[Stored data entries]
_____
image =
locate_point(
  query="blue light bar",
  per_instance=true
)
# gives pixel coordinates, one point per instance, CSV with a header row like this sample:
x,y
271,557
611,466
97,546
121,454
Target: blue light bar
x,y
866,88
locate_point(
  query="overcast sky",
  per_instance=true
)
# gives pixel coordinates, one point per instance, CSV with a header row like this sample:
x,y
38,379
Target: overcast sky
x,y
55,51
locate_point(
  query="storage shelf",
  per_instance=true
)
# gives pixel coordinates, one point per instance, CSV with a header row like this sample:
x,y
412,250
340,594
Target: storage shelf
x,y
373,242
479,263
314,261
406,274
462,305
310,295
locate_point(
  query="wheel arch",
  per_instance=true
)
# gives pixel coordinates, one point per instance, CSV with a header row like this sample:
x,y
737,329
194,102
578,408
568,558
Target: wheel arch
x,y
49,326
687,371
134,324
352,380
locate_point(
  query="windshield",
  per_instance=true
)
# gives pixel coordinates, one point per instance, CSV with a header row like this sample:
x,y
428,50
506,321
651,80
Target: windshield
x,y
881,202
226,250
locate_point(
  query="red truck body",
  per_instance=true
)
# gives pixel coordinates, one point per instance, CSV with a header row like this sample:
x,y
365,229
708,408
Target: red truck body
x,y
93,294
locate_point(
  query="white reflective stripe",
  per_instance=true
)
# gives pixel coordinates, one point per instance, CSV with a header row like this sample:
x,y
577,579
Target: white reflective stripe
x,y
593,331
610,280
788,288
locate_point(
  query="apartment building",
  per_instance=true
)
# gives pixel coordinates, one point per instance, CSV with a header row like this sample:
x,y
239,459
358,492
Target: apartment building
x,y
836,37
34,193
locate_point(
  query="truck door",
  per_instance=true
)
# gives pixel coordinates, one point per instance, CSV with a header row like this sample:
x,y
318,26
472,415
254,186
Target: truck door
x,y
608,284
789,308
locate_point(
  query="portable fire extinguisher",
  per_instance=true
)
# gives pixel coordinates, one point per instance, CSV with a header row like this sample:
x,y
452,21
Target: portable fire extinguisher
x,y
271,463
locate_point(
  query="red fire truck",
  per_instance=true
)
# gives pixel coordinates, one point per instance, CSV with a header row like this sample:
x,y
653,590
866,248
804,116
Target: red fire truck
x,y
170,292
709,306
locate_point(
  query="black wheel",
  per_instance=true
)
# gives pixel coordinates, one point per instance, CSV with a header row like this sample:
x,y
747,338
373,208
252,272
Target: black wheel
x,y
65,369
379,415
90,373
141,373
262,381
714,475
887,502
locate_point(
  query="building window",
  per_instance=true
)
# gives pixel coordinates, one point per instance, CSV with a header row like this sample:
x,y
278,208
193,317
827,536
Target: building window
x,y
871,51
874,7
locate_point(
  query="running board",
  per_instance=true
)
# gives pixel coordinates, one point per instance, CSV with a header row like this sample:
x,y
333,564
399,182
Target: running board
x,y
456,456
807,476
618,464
_____
**EXERCISE INSTRUCTIONS**:
Your answer must be the full set of records above, reproduced exactly.

**WRITTEN SOLUTION**:
image =
locate_point(
  query="blue light bar",
  per_instance=true
)
# gives pixel coordinates, one point per instance, CSV with a header row like this sample:
x,y
271,557
611,466
97,546
121,454
Target: blue light bar
x,y
866,88
locate_point(
  query="overcast sky",
  per_instance=true
)
# gives pixel coordinates, one point per instance, CSV with a header row like this sample:
x,y
38,379
Target: overcast sky
x,y
55,51
locate_point(
  query="storage shelf",
  per_instance=true
)
# gives pixel coordinates, one point per instance, CSV with a header row like this sample:
x,y
412,250
340,594
Target: storage shelf
x,y
373,242
479,263
314,261
406,274
462,305
310,295
locate_point(
  query="wheel arch",
  per_instance=true
)
# gives pixel coordinates, one point per instance, CSV with a header row like this sample:
x,y
737,329
194,102
578,408
568,558
Target: wheel arch
x,y
49,326
687,371
134,324
352,380
locate_point(
  query="windshield",
  per_instance=true
)
# gives pixel coordinates, one point per instance, CSV with a header row like this sample:
x,y
428,50
506,321
651,80
Target: windshield
x,y
881,202
226,250
locate_point(
  query="red truck body",
  per_instance=true
)
# gives pixel coordinates, one point per instance, CSV with a header row like this sample:
x,y
365,229
708,408
Target: red truck body
x,y
93,294
locate_point(
  query="white reflective stripe",
  per_instance=true
)
# gives pixel coordinates, one point per instance, CSV with a header row like this sample:
x,y
577,579
Target: white reflective stripe
x,y
593,331
610,280
788,288
locate_point(
  query="apartment building",
  per_instance=true
)
# gives pixel coordinates, one point per instance, CSV with a header row like this sample:
x,y
239,459
358,492
Target: apartment building
x,y
836,37
34,193
locate_point(
  query="truck door",
  per_instance=true
)
# gives pixel coordinates, one point per instance, CSV with a header row like this sample:
x,y
318,26
472,415
254,186
Target: truck door
x,y
608,284
789,308
locate_point(
  query="portable fire extinguisher",
  per_instance=true
)
# gives pixel coordinates, one point per instance, CSV with a header row like this sample:
x,y
452,21
Target: portable fire extinguisher
x,y
271,463
locate_point(
  query="red fire truck",
  per_instance=true
)
# gives pixel coordinates, one point per instance, CSV with a header row like this sample:
x,y
653,590
866,248
804,116
Target: red fire truck
x,y
170,292
709,306
locate_point(
  query="black wheel",
  per_instance=true
)
# gives pixel coordinates, one point per instance, CSV with a header row like this sample:
x,y
747,338
373,208
252,272
Target: black wheel
x,y
65,369
379,415
90,373
141,373
262,381
714,475
887,502
locate_point(
  query="building window",
  per_instance=true
)
# gives pixel coordinates, one point per instance, CSV with a header row like this sample:
x,y
278,208
193,317
827,536
Target: building window
x,y
871,51
874,7
locate_point(
  query="running board",
  per_instance=true
)
# gives pixel coordinates, one point per instance, CSV with a header row like this sample:
x,y
333,564
399,182
Target: running board
x,y
456,456
807,476
618,464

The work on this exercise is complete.